▶ _What is expected_
Lines before the one containing "Task: Q: Indicate the goal net" are left out; output the rest of the data exactly, through the final line.

Stored items from a collection:

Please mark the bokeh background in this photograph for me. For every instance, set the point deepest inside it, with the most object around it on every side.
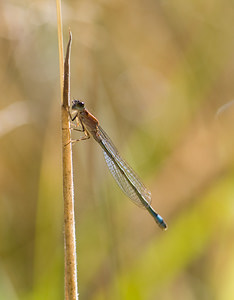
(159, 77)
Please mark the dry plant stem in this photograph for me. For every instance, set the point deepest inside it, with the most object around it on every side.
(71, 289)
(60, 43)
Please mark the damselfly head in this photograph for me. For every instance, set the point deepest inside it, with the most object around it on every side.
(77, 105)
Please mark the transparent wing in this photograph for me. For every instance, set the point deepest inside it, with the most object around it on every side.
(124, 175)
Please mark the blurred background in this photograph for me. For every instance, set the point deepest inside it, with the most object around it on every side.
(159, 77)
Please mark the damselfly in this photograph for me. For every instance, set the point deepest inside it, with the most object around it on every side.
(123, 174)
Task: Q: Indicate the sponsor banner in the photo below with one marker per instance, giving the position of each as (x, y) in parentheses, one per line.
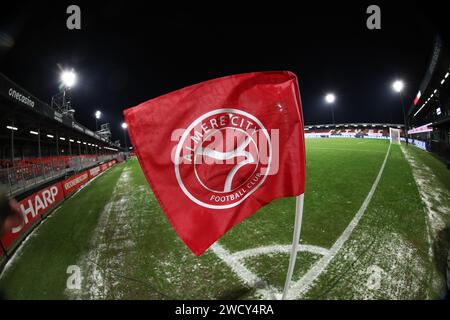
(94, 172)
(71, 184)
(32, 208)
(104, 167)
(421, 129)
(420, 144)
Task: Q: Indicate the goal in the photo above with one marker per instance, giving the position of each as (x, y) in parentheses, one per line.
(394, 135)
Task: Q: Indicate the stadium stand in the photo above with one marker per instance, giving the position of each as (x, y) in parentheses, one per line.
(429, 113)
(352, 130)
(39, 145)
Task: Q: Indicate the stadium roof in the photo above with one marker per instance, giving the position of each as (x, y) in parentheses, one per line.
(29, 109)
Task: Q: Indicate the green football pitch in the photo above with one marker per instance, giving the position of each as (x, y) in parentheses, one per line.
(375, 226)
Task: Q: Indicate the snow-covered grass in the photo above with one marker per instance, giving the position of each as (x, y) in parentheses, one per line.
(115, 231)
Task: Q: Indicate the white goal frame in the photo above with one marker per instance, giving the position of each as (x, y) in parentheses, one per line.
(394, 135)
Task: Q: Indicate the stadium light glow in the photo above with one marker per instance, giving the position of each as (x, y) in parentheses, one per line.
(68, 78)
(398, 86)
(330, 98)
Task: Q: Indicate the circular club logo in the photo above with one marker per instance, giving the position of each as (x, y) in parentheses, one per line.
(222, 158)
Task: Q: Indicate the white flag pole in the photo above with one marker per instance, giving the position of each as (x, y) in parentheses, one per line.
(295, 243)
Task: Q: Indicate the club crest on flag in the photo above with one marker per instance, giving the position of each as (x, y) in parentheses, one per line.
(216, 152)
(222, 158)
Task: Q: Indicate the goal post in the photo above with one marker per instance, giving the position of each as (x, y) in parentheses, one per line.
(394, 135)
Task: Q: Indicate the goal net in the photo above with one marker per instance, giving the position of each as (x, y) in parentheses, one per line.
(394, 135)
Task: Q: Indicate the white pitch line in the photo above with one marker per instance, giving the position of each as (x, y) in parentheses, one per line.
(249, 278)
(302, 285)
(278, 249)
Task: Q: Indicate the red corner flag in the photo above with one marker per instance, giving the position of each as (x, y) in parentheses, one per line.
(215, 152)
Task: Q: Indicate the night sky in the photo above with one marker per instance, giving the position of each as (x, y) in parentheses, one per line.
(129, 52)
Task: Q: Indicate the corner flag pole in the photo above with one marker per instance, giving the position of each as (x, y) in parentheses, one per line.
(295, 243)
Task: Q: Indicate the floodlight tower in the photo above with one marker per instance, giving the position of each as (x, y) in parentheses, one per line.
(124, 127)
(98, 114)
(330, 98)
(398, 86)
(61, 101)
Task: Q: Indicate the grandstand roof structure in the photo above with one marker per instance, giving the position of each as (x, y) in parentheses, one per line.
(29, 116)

▶ _Answer for this exercise_
Task: Q: Indicate the goal net in the photo above with one marker per instance, giving the position of each as (x, y) in parentheses, one per line.
(394, 135)
Task: Q: Indicate the white pitch line in the photo above with one marker per instance, giving the position of each as (x, y) in parentheses, one per line.
(249, 278)
(302, 285)
(278, 249)
Task: Q: Indicate the red corner flag in the photo above with one marker per instance, giving the position of each as (x, y) in parentheses, one per line.
(215, 152)
Task: Q: Indicate the night sky in the photo above with one marker per instance, giving the position of each as (x, y) in parentheses, one per line.
(129, 52)
Task: Q: Indicate the corner flag pole in the photo above with one marker per instance, giving the position of each as (x, y) in parentheses, one per line.
(295, 243)
Task: Q: Indicate the floodlight tower in the photo above with one marker per instance, giving the position of each as (x, y) in parentheses, one per line.
(124, 127)
(98, 114)
(330, 98)
(398, 86)
(61, 101)
Task: Q: Indicate the grandstand roof structure in the photo above with one marker per instance, giving the position of each as (x, y) in parentheses, one per line.
(29, 116)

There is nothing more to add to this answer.